Going beyond the EPFO, the PPF, today, is little more than a tax evasion device. In its present form, it is hard to justify its existence.

Encouraging accumulation. Early withdrawals can be checked using a variety of initiatives. The EPFO should create a single account for each individual in the country, which is portable across all jobs, so that the accumulation is not broken at each job change. Early withdrawals should be penalised with a 10% withdrawal tax. This allows individuals to withdraw money in a crisis, but gives them a strong incentive to not withdraw wherever possible. Finally, high rates of return are the best way to assure workers that the PF system is not a disguised tax. Until high rates of return are achieved, workers will continue to look for loopholes to escape the PF system.

Specialisation. Today, the State takes responsibility for sourcing contributions, investment, and annuitisation (where applicable). This should be unbundled into three distinct, specialised activities. There is a distinct function for sourcing contributions and doing customer service, which could be done by the State. Asset management is best done by competing asset managers. Annuities are best obtained from competing annuity providers.

Governance structure. Decisions at the EPFO, today, are made by a large and unwieldy board formed of trade unionists and employer associations. Questions of investment, however, require skills in finance and economics. The Committee has recommended that we need a highly compact board, which should recruit experts in finance and economics.

Maximising rates of return. There is a great attachment for a "12% nominal rate of return" in India. This should be abolished, in favour of market determined rates, which move in response to interest rates and inflation. Investment in corporate bonds and equities are the way through which rates of return can be much higher. The Committee recommends that this should begin. In advanced countries, we see pension investments having allocations like 50% in equities, 30% in corporate bonds and 20% in government paper. The Committee thinks that equity investment should only be done using index funds using the NSE-50 or the BSE National indexes.

## Records provided
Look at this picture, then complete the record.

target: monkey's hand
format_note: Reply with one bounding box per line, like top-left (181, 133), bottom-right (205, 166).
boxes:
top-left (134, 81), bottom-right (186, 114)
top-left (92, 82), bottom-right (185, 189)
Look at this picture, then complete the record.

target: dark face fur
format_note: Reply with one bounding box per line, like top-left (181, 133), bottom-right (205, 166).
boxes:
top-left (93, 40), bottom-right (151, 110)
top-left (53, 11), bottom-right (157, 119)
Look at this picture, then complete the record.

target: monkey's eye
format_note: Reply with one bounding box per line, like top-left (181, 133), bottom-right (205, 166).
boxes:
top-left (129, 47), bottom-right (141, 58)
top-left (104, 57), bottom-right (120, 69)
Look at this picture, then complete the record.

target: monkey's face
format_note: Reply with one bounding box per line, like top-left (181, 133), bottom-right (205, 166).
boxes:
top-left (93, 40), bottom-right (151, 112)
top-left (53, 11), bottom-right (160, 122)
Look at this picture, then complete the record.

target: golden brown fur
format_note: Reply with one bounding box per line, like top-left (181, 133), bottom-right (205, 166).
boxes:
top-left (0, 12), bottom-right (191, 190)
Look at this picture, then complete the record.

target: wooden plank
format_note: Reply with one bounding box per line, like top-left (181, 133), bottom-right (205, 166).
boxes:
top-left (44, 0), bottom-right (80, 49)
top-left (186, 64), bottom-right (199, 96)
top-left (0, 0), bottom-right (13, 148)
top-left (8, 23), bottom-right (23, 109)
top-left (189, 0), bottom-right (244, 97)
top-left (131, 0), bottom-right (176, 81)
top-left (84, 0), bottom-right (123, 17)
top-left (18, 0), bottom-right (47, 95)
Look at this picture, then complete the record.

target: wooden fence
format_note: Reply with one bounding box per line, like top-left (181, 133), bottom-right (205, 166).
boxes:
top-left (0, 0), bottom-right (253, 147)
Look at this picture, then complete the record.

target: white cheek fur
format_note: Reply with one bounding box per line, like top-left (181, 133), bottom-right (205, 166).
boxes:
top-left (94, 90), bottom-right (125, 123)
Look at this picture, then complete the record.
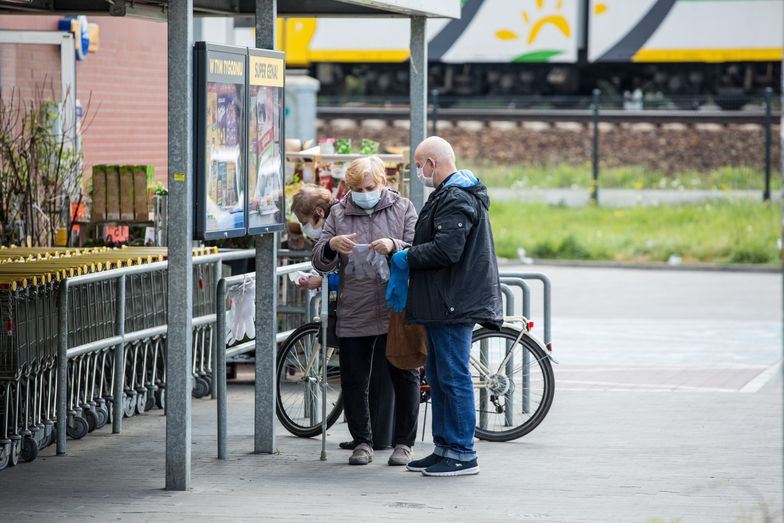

## Directions for this task
Reproduce the provident fund reform text from "Specialisation. Today, the" up to and including "competing annuity providers.". The records come from a different source than the text.

## Answer for the task
Specialisation. Today, the State takes responsibility for sourcing contributions, investment, and annuitisation (where applicable). This should be unbundled into three distinct, specialised activities. There is a distinct function for sourcing contributions and doing customer service, which could be done by the State. Asset management is best done by competing asset managers. Annuities are best obtained from competing annuity providers.